---------- Trecho da página

Tia Nastácia, de uma edição de 1974, de Reinações de Narizinho. Fonte:
http://wp.clicrbs.com.br/aprendizdechef/as-travessuras-culinarias-da-tia-nastacia/ |
ao
amigo José Renato Lima
Sou
reacionário. Minha reação é contra tudo que não presta...
NELSON
RODRIGUES
Embora muitos
descordem, existem o bem e o mal, o certo e o errado; e, para
tudo isso, há, e deve, realmente, haver um limite, inclusive para a burrice. Os
vigilantes da correção étnica, e outros membros das patrulhas ideológicas que
aparelham o governo na última década, pelo que me parecem, não pensam assim, e
continuam fazendo da burrice uma coisa tão infinita quanto o próprio universo
que nos rodeia.
Num dos melhores
exemplos de uma política educacional para idiotas promovida por nosso governo,
ou, simplesmente, uma grande falta do que fazer, e do uso da máquina e do dinheiro
público para coisa nenhuma, os vigilantes do vocabulário racialmente correto, a
ocupar um cargo de técnico em gestão educacional, em nosso “Ministério da
Deseducação”, empenham-se em ler obras consagradas de muitos de nossos grandes
autores, com o único intuito de, ali, encontrar algum sinal de racismo,
homofobia, machismo exacerbado ou qualquer outra forma de preconceito –
inclusive o dito “preconceito linguístico”, que nada mais é do que um termo
aparentemente técnico para se desculpar as mais diferentes formas de
inabilidade e escassez de conhecimento gramatical – com o intuito de
censurá-las e transformá-las em exemplo de uma política torpe e ditatorial,
cujo único objetivo é a dominação irrestrita das mentes despreparadas e
facilmente enganáveis, mas com a desculpa de se compromissar com a defesa da
mais ampla liberdade de produção e circulação de ideias.
O pior é que esse
tipo de coisa não acontece em uma ditadura comunista clássica, como a da antiga
U.R.S.S. de Stalin ou da “ilha da fantasia” dos Castro, mas numa outra forma de
ditadura: a que usa a própria democracia para oficializar a perseguição, a
restrição e o domínio de várias formas de liberdade e inteligência e que vem se
tornando uma realidade e uma prática comum, na Venezuela de Chaves, na
Argentina dos Kirchner, e no Brasil do PT.
Exagero...?

--------------------

No trecho da página, em quais lugares se diz que a ditadura que usa a própria democracia vem se tornando uma realidade e uma prática comum?

---------- Dados extraídos

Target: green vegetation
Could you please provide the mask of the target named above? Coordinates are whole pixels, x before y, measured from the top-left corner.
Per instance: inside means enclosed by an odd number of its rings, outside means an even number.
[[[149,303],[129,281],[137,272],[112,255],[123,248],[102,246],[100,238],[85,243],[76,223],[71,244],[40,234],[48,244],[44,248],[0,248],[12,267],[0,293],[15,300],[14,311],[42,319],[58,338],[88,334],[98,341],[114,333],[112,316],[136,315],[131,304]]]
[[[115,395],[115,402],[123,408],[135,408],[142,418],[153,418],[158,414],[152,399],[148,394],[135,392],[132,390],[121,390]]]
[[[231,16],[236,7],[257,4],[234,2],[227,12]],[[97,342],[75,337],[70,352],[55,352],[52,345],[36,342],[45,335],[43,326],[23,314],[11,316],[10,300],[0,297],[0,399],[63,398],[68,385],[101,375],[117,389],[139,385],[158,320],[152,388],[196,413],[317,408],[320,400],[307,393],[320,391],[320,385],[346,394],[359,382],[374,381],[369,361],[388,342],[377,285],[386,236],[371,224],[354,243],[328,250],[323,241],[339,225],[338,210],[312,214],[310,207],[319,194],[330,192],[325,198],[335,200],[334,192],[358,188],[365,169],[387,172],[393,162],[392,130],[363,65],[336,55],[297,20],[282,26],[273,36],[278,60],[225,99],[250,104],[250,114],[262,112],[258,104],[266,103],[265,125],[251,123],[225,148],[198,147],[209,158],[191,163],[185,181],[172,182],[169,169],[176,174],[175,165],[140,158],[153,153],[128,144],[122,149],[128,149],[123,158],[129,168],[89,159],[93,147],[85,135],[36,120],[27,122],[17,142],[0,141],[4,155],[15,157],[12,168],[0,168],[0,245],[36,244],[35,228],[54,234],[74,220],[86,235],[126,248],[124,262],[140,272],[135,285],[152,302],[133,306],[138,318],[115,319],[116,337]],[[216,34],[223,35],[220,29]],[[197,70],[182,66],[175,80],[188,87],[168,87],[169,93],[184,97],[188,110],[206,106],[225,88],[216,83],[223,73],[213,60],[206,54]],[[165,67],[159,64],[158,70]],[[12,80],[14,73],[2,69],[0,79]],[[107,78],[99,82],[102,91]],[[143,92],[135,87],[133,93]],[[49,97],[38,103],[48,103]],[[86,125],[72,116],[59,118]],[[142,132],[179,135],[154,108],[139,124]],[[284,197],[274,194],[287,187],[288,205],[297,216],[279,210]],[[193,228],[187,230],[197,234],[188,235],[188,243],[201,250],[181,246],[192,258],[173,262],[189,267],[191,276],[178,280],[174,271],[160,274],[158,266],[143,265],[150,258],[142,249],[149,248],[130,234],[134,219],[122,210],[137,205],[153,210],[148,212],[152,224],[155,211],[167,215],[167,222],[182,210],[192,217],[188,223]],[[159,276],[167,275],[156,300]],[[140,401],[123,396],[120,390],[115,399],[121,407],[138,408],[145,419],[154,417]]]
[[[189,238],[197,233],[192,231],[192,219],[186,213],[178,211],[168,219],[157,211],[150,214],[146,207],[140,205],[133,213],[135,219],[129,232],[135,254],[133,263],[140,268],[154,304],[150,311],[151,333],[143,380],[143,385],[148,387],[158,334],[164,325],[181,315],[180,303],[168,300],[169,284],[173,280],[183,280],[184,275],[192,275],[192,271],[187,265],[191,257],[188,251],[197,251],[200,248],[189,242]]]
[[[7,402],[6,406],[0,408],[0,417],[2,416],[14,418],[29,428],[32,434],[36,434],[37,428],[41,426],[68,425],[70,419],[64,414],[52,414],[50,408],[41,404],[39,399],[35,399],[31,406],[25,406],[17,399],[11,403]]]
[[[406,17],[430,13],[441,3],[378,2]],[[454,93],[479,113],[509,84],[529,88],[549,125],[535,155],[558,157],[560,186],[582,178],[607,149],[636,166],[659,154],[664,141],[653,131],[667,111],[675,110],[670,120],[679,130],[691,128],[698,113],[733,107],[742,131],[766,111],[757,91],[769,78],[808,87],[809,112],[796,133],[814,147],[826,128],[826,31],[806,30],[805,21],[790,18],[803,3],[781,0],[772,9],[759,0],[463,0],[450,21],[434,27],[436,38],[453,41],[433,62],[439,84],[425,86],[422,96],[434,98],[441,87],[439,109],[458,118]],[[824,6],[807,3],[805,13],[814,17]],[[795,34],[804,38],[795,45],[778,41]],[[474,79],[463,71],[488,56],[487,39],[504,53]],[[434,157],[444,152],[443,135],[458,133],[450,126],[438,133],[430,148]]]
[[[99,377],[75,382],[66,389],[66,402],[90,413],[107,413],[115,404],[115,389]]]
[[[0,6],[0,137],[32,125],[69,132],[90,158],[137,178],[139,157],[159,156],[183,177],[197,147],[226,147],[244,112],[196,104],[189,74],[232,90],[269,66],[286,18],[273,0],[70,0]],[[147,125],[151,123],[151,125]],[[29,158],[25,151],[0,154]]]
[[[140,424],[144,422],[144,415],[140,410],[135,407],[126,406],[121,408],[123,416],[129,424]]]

--------------------

- Resultado da tarefa:
Na Venezuela de Chaves, na Argentina dos Kirchner e no Brasil do PT.